◆ Stated goal a:
Answer these questions from the backpacking trip report:
(i) What more ambitious destination did the writer choose for the mid-December trek?
(ii) What did the writer mostly overpack?
(iii) According to the writer, what do people who die in Big Bend usually die from?

◆ Page extract:
+ + + + + + +

Editor’s Note. Russell has been on two of my guided backpacking trips, and in April will join a third. He considers himself an “advanced beginner” backpacker, getting out a few times per year on trips of 2-4 days each.
In mid-December I did a short trek with my wife and two sons at our favorite place, Big Bend National Park. Because of the confidence I’ve gained from previous personal trips and guided trips with Andrew, I chose a more ambitious destination this time — the Mesa de Anguila. An online guide by Backpacker describes it this way: “Big Bend’s Mesa de Anguila is a remote park’s ultimate getaway: isolated, little-traveled, and packed with stunning vistas. This rugged region is not for backcountry beginners — water is scarce, and good map and compass skills are essential for route-finding — but seasoned hikers are rewarded with limestone formations, desert peaks, and sweeping views of the Rio Grande.” I’d corresponded with Andrew a few times in advance of this trip, and he asked me to let him know how it went. Here are the lessons I learned:
1. I’m getting better at this. I’ve got a good grasp of lightweight techniques, and backpacking techniques in general. Clothing and gear selection I have down pretty well. That said, I can always improve and make tweaks. 2. But I’ve still got a ways to go. I packed too heavy (mostly food – more on that later) and paid for it with sore shoulders after just a few hours. And I still need to improve my map and compass skills (more on that later too.) 3. I’m confident in the backcountry, so long as I pay attention, don’t try anything stupid, or try to exceed my limits. Part of my confidence is trying to make every action deliberate. Trying to “wing it” in Big Bend can get you killed. That may sound like hyperbole, but people do die there — usually from dehydration and heat exhaustion. 4. I love hiking, but can take or leave camping. I’m really a hiker at heart. I love walking around outside. Many of the places I want to hike can’t be reached in a one-day out-and-back. Therefore, I have to combine hiking with camping, thus becoming a backpacker. Not to say that some aspects of camping aren’t enjoyable, such as seeing the Milky Way at night and experiencing total silence and darkness. That said, I’m still on the lookout for one of these as seen here.

+ + + + + + +

◆ Supplied data:
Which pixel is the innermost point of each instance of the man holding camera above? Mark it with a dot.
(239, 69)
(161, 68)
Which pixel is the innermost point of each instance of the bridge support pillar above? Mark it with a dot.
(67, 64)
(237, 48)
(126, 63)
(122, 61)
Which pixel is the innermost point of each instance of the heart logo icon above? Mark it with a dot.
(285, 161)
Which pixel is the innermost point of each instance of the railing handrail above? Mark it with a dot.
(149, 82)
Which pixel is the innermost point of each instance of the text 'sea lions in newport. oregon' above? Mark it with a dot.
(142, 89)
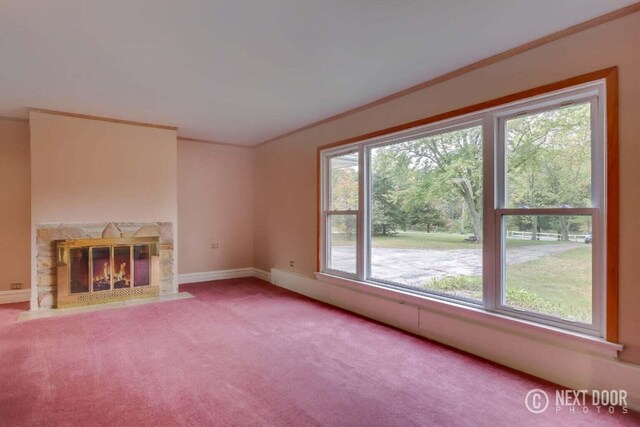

+ + + + + + +

◆ Stated goal b: Rewrite the entries from the line containing "pillar above? Mark it with a dot." down to the end of the entries, changing "instance" to "occurrence" and leaving everything else unchanged. Leave the pictures out.

◆ Exercise response a:
(i) The Mesa de Anguila.
(ii) Food.
(iii) Dehydration and heat exhaustion.

◆ Exercise response b:
Which pixel is the innermost point of each occurrence of the bridge support pillar above? Mark it with a dot.
(67, 64)
(237, 48)
(126, 63)
(122, 61)
Which pixel is the innermost point of each occurrence of the heart logo icon above? Mark it with a dot.
(285, 161)
Which pixel is the innermost point of each occurrence of the railing handrail above? Mark it with a dot.
(149, 82)
Which pixel is the innermost point of each occurrence of the text 'sea lions in newport. oregon' above? Mark it with a dot.
(142, 89)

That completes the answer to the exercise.